[Saved entries]
• • • •

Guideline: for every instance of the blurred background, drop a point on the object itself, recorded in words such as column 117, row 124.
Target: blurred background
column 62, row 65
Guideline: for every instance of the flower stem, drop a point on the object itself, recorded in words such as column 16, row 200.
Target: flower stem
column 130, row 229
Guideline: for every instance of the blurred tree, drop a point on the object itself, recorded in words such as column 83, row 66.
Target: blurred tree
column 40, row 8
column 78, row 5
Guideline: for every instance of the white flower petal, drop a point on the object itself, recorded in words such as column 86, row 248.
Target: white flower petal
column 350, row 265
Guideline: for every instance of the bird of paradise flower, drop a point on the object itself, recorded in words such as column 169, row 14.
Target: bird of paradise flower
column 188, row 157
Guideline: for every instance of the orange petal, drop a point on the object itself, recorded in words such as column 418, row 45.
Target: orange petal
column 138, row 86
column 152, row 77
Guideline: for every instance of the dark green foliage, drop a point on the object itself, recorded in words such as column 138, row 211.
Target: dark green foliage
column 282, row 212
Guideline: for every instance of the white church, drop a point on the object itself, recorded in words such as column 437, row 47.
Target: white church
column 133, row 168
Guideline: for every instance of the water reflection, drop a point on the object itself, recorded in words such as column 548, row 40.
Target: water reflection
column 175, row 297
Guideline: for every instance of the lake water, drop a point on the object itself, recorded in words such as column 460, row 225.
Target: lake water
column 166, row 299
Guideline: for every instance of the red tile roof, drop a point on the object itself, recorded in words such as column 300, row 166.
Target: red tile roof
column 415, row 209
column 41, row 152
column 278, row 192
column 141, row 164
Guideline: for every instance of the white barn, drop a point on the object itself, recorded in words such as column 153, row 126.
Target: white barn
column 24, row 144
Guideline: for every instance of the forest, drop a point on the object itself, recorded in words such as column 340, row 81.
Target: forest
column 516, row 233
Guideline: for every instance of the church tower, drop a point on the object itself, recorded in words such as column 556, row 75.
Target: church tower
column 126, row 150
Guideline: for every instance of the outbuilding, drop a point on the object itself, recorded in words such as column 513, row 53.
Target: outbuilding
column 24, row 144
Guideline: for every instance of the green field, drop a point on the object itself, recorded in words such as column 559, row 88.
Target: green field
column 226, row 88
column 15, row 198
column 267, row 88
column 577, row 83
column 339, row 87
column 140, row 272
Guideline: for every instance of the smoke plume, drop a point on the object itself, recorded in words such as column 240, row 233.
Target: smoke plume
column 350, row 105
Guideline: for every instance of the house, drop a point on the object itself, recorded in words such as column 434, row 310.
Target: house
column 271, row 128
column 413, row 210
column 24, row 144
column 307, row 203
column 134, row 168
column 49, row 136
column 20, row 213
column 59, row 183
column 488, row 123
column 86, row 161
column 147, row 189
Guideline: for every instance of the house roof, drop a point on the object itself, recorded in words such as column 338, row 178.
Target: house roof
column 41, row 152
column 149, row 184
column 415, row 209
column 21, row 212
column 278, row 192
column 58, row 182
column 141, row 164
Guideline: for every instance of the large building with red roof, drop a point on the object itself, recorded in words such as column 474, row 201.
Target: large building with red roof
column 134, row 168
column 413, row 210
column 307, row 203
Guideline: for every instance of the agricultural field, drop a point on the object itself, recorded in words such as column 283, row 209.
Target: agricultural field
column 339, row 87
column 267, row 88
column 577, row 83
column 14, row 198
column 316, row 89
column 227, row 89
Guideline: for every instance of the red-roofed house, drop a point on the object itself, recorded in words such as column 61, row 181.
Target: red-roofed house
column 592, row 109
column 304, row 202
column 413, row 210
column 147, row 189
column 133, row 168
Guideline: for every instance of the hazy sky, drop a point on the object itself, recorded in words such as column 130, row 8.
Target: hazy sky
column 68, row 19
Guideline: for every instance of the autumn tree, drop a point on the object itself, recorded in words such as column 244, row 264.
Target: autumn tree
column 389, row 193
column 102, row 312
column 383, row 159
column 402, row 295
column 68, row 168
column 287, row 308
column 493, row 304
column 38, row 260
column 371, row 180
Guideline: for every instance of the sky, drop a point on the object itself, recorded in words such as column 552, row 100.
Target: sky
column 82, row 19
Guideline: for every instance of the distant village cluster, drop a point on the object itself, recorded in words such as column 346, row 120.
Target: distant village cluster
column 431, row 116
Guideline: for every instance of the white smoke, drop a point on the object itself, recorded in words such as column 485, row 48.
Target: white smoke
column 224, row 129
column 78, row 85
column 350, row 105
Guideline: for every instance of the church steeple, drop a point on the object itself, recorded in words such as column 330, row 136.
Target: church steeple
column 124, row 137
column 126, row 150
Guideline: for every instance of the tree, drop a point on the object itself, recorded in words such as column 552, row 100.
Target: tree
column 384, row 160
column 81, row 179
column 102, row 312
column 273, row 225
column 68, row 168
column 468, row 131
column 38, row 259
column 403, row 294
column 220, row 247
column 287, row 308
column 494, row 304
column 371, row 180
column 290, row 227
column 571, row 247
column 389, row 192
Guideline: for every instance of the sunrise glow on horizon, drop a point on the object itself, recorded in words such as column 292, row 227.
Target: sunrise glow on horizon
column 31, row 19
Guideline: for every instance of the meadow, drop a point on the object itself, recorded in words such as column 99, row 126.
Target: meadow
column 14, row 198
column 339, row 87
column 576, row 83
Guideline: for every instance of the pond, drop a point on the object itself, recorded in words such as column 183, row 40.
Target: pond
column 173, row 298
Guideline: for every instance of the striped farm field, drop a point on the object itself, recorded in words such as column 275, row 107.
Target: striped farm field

• • • •

• _Exercise requirements_:
Tally the lines in the data that contain the string "farm". Report only the total.

• _Answer box_:
2